Excerpt provided:
+ + + + + + +

Friday, February 18, 2011

These Indicators Suggest Stock Markets Have More Upside

A variety of technical analyses all clearly indicate that the S&P 500′s run is by no means over. Here are some charts and an analysis of what they mean for the markets, the U.S. dollar and gold.

Breakdown of Treasury Yield Ratio Suggests Changes Coming to Markets

The treasury yield ratio is the ratio of a long-term treasury yield to a short-term treasury yield. Although the yield ratio is not plotted exactly the same as the traditional yield curve, it has a similar importance in that it gauges changes in rates and maturities of treasury securities that will impact on financial markets. The yield ratio goes up as the spread between a long-term and a short-term rate widens, and vice versa.

The daily yield ratio of the 10-Year U.S. Treasury Yield ($UST10Y) to the 2-Year U.S. Treasury Yield ($UST2Y), as shown in the chart below, peaked last November 3rd at 7.85 - its highest level in 20 years – with the Fed’s QE2 announcement that it intended to buy $600 billion worth of long-term treasury securities in an attempt to drive down long-term interest rates. The yield ratio decisively reversed immediately thereafter forming a 7-month roof pattern that is a typical topping formation.

Just last week, on February 8, the yield ratio penetrated through the horizontal line of the roof pattern and confirmed the reversal of the yield ratio. As the Fed keeps adding pressure to long-term interest rates by QE2, the yield ratio should be expected to continue the downtrend that will bring significant changes to a broad range of financial markets worldwide.

+ + + + + + +

Provided records:

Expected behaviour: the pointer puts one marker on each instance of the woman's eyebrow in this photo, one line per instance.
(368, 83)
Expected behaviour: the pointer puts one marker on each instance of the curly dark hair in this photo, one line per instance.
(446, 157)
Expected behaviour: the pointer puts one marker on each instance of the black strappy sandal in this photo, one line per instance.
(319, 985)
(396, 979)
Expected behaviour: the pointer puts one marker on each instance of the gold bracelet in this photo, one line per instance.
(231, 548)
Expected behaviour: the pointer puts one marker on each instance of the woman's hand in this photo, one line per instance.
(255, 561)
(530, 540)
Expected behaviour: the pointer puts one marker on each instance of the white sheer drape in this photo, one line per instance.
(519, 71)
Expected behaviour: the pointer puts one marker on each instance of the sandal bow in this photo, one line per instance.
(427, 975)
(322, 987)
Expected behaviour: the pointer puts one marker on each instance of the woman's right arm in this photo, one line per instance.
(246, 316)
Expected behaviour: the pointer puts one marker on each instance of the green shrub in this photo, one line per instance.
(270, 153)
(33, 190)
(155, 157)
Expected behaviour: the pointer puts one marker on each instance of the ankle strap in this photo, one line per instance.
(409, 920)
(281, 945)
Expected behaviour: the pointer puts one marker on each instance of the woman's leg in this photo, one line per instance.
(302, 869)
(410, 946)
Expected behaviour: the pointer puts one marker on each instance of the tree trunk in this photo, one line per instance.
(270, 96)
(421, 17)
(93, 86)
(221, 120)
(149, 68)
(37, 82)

+ + + + + + +

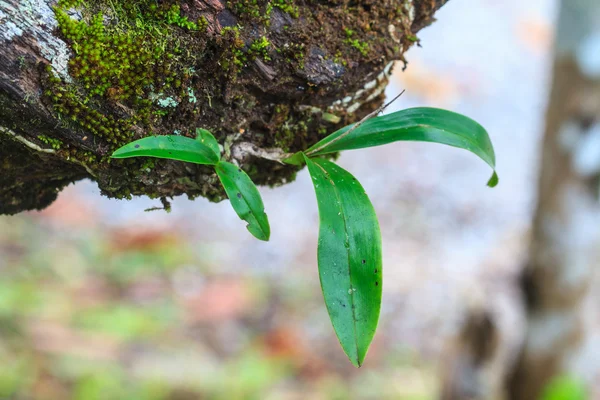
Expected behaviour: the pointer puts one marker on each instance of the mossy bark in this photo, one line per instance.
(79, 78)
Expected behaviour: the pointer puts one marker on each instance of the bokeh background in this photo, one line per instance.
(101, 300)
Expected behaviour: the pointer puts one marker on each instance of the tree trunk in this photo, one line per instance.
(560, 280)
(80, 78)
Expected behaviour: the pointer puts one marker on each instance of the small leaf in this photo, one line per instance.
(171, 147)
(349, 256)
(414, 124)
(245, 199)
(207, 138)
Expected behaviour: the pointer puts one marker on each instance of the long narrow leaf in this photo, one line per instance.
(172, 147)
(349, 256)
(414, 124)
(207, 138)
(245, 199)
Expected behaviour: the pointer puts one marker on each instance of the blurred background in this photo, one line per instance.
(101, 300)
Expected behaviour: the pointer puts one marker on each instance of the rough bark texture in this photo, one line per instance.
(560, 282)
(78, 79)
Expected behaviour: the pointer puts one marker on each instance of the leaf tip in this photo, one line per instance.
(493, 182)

+ + + + + + +

Problems:
a - According to the treasury yield article, what level did the daily 10-year to 2-year yield ratio reach at its November 3rd peak?
b - List every calendar date that appears in the treasury yield article.
c - Retype the stretch of the treasury yield article from "Just last week, on" through "financial markets worldwide.".
The data above were drawn from a separate source unrelated to the treasury yield article.

The results:
a - It reached 7.85, its highest level in 20 years.

b -
- Friday, February 18, 2011
- November 3rd
- February 8

c -
Just last week, on February 8, the yield ratio penetrated through the horizontal line of the roof pattern and confirmed the reversal of the yield ratio. As the Fed keeps adding pressure to long-term interest rates by QE2, the yield ratio should be expected to continue the downtrend that will bring significant changes to a broad range of financial markets worldwide.